Filter the records below for the word "tree". Keep each line that has it.

BEGIN Dataset extract

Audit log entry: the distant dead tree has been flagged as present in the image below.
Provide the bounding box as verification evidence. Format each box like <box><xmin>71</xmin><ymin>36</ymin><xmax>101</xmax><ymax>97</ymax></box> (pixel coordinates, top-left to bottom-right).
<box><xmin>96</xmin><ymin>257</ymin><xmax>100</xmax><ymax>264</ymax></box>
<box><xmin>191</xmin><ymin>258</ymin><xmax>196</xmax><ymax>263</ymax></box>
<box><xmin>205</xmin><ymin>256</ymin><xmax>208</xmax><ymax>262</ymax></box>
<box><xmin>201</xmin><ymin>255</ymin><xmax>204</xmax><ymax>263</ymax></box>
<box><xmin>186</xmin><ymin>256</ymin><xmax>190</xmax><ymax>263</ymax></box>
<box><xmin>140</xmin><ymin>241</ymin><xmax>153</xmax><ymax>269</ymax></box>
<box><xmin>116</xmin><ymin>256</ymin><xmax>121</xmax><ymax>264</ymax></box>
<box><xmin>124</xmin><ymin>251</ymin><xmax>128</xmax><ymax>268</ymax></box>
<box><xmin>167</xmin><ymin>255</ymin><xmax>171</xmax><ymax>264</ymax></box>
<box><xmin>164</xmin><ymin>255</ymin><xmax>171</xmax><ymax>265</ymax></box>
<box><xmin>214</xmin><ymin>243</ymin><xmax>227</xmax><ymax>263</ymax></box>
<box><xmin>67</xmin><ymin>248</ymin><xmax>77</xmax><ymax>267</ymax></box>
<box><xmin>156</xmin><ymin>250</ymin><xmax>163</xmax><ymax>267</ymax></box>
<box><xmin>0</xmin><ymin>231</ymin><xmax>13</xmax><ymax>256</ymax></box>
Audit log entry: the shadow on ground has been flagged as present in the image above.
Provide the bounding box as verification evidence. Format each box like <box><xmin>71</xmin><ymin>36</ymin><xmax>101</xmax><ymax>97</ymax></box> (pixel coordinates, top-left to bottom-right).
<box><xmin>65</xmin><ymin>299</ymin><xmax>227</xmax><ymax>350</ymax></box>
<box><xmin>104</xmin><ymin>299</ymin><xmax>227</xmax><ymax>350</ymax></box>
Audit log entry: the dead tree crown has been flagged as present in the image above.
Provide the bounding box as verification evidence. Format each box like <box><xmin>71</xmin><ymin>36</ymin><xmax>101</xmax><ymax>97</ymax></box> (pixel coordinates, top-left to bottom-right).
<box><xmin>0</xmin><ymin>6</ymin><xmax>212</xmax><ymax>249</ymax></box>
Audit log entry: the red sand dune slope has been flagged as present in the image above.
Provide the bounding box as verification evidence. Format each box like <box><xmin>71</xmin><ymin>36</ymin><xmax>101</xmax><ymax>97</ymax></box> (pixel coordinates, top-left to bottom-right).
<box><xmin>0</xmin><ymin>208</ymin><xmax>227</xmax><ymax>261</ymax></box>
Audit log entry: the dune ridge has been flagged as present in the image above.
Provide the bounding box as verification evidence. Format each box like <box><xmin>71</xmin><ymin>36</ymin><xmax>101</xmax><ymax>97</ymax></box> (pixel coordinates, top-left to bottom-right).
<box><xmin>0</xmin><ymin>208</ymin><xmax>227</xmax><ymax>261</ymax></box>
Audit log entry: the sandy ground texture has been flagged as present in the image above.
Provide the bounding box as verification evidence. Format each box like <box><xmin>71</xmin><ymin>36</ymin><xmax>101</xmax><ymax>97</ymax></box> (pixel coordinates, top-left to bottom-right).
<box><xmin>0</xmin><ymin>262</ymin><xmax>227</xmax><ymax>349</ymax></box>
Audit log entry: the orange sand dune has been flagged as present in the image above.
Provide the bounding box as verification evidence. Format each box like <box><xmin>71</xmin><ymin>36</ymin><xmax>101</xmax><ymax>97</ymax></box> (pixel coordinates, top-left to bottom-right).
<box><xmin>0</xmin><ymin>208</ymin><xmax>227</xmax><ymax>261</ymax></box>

END Dataset extract

• Solution for this problem:
Audit log entry: the distant dead tree has been flagged as present in the image below.
Audit log entry: the dead tree crown has been flagged as present in the image above.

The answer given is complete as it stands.